### Required action:
Nothing in the data may be changed; retype all of it.

════════

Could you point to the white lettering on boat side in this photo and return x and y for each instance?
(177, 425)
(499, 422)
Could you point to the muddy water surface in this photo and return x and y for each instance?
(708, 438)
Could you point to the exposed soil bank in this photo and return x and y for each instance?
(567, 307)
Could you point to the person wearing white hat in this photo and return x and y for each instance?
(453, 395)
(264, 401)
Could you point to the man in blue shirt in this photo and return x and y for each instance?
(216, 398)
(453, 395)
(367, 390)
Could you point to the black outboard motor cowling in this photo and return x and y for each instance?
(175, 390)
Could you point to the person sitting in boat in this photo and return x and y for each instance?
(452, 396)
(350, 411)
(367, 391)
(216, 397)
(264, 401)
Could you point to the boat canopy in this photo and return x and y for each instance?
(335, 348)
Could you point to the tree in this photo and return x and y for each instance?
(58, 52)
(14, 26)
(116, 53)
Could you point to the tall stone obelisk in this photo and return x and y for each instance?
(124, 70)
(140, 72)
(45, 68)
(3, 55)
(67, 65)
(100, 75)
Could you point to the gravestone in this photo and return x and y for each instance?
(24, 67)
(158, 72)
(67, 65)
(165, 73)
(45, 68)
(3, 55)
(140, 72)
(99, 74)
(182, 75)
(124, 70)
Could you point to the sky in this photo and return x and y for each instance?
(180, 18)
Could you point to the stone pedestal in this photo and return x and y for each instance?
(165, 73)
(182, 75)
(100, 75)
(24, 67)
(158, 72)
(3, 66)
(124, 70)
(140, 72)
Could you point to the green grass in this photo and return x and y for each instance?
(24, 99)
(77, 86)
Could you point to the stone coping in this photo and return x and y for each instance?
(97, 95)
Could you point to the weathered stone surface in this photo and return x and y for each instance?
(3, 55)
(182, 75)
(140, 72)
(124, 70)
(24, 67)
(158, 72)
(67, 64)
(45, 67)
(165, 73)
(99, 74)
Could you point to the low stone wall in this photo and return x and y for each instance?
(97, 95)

════════

### Response box:
Could you point to the white lettering on boat side in this photo and return x and y for each instance?
(177, 425)
(499, 422)
Could you point to the muddy water surface in this photo and return x and y for each instance?
(708, 438)
Could you point to the exposed soil bank in this photo and return x and y for each instance?
(567, 307)
Could you point to the person wearing white hat in this photo and return x and y for each instance?
(453, 395)
(264, 401)
Could you point to the man in blue shirt in this photo and return x and y for each instance?
(216, 398)
(453, 395)
(367, 390)
Could you point to the black outboard motor cowling in this photo and return x and y for each instance?
(175, 390)
Could you point to the person sitting in boat in this photo and return x and y for each instance?
(452, 396)
(350, 411)
(367, 391)
(216, 397)
(264, 401)
Could you point to the boat canopy in this photo and return x and y for each instance?
(335, 348)
Could you point to the tree in this photo and return x and y for each instance?
(58, 52)
(14, 26)
(116, 53)
Could you point to the tall stone obelisk in this photo and return x and y for each instance?
(124, 70)
(140, 72)
(45, 68)
(3, 55)
(67, 65)
(100, 75)
Could you point to the gravestone in this photo and return x and y for each instance?
(24, 67)
(158, 72)
(67, 65)
(165, 73)
(45, 68)
(3, 55)
(140, 72)
(99, 74)
(182, 75)
(124, 70)
Could you point to the sky in this photo and return x and y for each instance?
(180, 18)
Could you point to the stone pedestal in this photo and return x and y for each instance?
(165, 73)
(182, 75)
(100, 75)
(24, 67)
(158, 72)
(3, 66)
(124, 70)
(140, 72)
Could you point to the green grass in this photo and return x and y for each instance?
(24, 99)
(77, 86)
Could you point to the stone coping in this photo and return x and y for each instance?
(97, 95)
Could you point to the weathered stone surface in this photo and return x and y for each instance?
(3, 55)
(182, 75)
(140, 72)
(124, 70)
(24, 67)
(158, 72)
(67, 64)
(45, 67)
(165, 73)
(99, 74)
Could you point to the low stone wall in this photo and return x and y for each instance?
(97, 95)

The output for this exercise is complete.